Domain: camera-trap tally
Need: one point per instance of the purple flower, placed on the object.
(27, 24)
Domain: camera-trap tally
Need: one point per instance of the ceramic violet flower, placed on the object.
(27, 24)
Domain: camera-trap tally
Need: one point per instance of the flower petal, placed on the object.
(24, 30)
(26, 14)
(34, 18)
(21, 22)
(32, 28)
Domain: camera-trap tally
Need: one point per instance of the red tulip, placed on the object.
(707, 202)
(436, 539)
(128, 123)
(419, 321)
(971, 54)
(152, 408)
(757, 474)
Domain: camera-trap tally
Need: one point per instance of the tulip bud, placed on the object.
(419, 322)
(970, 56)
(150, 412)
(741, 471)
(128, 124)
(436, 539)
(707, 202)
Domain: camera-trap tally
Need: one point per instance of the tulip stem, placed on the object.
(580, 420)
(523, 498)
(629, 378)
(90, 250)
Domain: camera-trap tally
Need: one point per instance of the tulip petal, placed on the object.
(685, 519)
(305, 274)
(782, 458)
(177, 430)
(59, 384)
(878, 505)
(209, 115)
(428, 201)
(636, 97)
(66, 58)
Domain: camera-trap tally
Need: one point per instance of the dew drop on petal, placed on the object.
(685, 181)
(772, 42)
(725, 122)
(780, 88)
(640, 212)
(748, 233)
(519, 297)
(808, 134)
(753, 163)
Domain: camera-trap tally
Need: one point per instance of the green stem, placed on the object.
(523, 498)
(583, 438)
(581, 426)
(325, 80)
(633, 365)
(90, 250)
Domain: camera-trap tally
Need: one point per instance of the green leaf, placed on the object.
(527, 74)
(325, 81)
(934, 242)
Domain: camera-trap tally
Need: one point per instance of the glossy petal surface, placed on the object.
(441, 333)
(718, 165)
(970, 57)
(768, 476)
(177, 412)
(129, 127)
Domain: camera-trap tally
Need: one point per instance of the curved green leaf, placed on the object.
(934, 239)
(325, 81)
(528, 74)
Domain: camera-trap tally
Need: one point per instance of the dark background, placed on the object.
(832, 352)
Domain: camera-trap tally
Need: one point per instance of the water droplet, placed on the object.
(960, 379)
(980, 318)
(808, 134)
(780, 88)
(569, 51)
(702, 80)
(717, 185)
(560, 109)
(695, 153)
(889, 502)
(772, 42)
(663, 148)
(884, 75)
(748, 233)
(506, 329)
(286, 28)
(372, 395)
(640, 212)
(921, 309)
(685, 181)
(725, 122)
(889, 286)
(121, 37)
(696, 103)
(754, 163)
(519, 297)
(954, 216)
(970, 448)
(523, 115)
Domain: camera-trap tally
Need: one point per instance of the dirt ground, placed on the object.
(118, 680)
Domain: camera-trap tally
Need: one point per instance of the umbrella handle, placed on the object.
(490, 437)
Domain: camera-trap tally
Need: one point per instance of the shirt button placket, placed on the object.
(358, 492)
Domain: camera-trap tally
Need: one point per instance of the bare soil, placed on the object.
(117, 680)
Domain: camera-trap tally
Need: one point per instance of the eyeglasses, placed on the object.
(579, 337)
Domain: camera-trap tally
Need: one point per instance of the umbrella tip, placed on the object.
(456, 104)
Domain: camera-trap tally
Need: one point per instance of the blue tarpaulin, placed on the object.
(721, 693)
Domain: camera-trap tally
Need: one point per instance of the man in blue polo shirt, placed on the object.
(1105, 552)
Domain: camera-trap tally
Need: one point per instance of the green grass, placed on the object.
• • • • • • •
• Goal:
Give the entries once more, exactly as they appear.

• Task output:
Domain: camera-trap tally
Need: one point per instance of the purple flower, placed on the object.
(27, 24)
Domain: camera-trap tally
Need: one point per instance of the ceramic violet flower, placed on the object.
(27, 24)
Domain: camera-trap tally
Need: one point per instance of the flower petal, placed on the object.
(24, 30)
(26, 14)
(34, 18)
(21, 22)
(32, 28)
Domain: camera-trap tally
Need: one point per instance of the red tulip, placed on the object.
(707, 202)
(436, 539)
(128, 123)
(419, 321)
(971, 54)
(152, 408)
(757, 474)
Domain: camera-trap tally
Need: one point per instance of the tulip bud, placed on the object.
(419, 322)
(970, 56)
(150, 412)
(741, 471)
(128, 124)
(436, 539)
(707, 202)
Domain: camera-trap tally
Need: one point per instance of the tulip stem, placed on the object.
(580, 420)
(523, 498)
(629, 378)
(90, 250)
Domain: camera-trap tally
Need: one point per instance of the tulip petal, placed on the object.
(685, 519)
(305, 274)
(782, 458)
(177, 430)
(59, 384)
(878, 505)
(209, 115)
(428, 201)
(636, 97)
(66, 58)
Domain: camera-trap tally
Need: one point per instance of the dew drop on petal, placed on the object.
(685, 181)
(772, 42)
(725, 122)
(780, 88)
(640, 212)
(748, 233)
(519, 297)
(808, 134)
(753, 163)
Domain: camera-trap tally
Need: one point per instance of the green stem, placed on the object.
(523, 498)
(583, 438)
(581, 426)
(325, 80)
(633, 365)
(90, 250)
Domain: camera-trap tally
Need: one point per instance of the green leaf, placed on the object.
(527, 74)
(325, 81)
(934, 242)
Domain: camera-trap tally
Need: one point per instance of the glossy petal surface, placed on the object.
(441, 333)
(718, 165)
(970, 57)
(768, 476)
(177, 412)
(129, 127)
Domain: camera-trap tally
Need: one point per instance of the curved green leaf, placed on the object.
(934, 239)
(325, 81)
(528, 74)
Domain: camera-trap tally
Need: one point per instance of the dark background, placed on the object.
(832, 352)
Domain: camera-trap tally
Need: one point per instance of the water droplet, placed on the object.
(960, 379)
(980, 318)
(808, 134)
(780, 88)
(569, 51)
(702, 80)
(717, 185)
(560, 109)
(695, 153)
(889, 502)
(772, 42)
(663, 148)
(884, 75)
(748, 233)
(506, 329)
(286, 28)
(372, 395)
(640, 212)
(921, 309)
(685, 181)
(725, 122)
(889, 286)
(121, 37)
(696, 103)
(754, 163)
(519, 297)
(954, 216)
(970, 448)
(523, 115)
Domain: camera-trap tally
Need: one point per instance of the dirt ground, placed on the object.
(118, 680)
Domain: camera-trap tally
Need: one point per instance of the umbrella handle, placed on the object.
(490, 437)
Domain: camera-trap tally
Need: one point per instance of the shirt button placket, placed on the object.
(358, 492)
Domain: camera-trap tally
Need: one point per instance of the bare soil, placed on the object.
(117, 680)
Domain: camera-trap tally
Need: one point per instance of the eyeglasses, placed on the object.
(579, 337)
Domain: camera-trap tally
Need: one point per instance of the umbrella tip, placed on the object.
(456, 104)
Domain: camera-trap tally
Need: one point per instance of the blue tarpaulin, placed on the object.
(721, 693)
Domain: camera-trap tally
Need: one point per instance of the man in blue polo shirt, placed on the object.
(1105, 552)
Domain: camera-trap tally
Need: one point per instance of the green grass, placed on the object.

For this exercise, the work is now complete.